Rows from a pointing dataset:
+++

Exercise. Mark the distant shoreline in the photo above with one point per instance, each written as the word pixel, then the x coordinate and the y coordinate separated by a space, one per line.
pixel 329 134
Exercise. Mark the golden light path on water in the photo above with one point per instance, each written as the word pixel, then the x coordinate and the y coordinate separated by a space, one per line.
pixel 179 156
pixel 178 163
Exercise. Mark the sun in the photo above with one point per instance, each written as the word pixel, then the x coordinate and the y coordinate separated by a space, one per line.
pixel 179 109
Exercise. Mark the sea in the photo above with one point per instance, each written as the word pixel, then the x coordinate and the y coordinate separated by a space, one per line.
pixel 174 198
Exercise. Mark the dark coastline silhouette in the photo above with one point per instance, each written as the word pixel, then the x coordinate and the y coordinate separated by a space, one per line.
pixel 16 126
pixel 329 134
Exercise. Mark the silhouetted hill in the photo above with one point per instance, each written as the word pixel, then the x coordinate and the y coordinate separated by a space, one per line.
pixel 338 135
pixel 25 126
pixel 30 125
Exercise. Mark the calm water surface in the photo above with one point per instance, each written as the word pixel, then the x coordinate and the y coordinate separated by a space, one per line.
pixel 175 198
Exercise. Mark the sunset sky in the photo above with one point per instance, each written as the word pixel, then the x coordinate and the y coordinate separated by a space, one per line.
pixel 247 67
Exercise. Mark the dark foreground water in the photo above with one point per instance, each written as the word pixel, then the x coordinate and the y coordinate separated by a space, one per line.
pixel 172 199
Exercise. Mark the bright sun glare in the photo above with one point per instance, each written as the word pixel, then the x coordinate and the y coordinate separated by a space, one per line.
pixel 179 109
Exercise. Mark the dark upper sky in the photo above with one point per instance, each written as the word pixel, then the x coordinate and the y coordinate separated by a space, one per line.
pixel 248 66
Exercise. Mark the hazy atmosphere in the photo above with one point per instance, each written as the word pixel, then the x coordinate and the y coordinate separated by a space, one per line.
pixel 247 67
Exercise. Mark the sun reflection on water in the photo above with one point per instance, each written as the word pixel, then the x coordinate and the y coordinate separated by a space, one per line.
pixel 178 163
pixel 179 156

+++

Short task
Restate the data above word for word, please.

Reply to the task
Exercise. Mark the distant shoreline in the photo above with one point per instance, each written as the word pixel, then the x coordinate and the y coordinate separated by a space, one per line.
pixel 329 134
Exercise. Mark the golden light path on water in the photo above with one point per instance, each written as the word pixel, then the x coordinate and the y coordinate separated by a space, one per line.
pixel 179 156
pixel 178 163
Exercise. Mark the sun in the photo above with one point per instance, each written as the word pixel, then the x coordinate and the y coordinate separated by a space, one per line.
pixel 179 109
Exercise. Mark the sea in the photo above with one point per instance, each written as the word pixel, then the x coordinate and the y coordinate separated by a space, one per line.
pixel 174 198
Exercise. Mark the dark coastline silhouette in the photo above with one point per instance, each written as the word pixel, then the x coordinate and the y coordinate separated by a space, one per line.
pixel 16 126
pixel 329 134
Exercise. Mark the silhouetted hill in the photo above with one point per instance, each written as the word pixel, then the x coordinate and the y coordinate separated by a space, one per line.
pixel 338 135
pixel 25 126
pixel 30 125
Exercise. Mark the calm water surface in the photo above with one point per instance, each written as the word pixel, then the x coordinate and the y coordinate separated by a space, one per line.
pixel 175 198
Exercise. Mark the sunset sky in the photo above with one point per instance, each written as the word pixel, then the x coordinate and the y coordinate separated by a space, one per line.
pixel 247 67
Exercise. Mark the dark foreground water in the photo above with one point per instance, each written as the word pixel, then the x coordinate and the y coordinate separated by a space, one per line.
pixel 172 199
Exercise. Mark the bright sun glare in the photo above with one point per instance, each written as the word pixel, then the x coordinate and the y coordinate separated by a space, one per line.
pixel 179 109
Exercise. Mark the dark upper sky in the photo above with one point per instance, each written as the word pixel, then the x coordinate and the y coordinate separated by a space, one per line.
pixel 248 66
Exercise. Mark the hazy atmosphere in the photo above with one point per instance, each written as the word pixel, then the x coordinate and the y coordinate separated by a space, one per line.
pixel 247 67
Exercise. Mark the sun reflection on water in the photo above with one point per instance, each written as the word pixel, then the x coordinate and the y coordinate separated by a space, one per line.
pixel 178 163
pixel 179 156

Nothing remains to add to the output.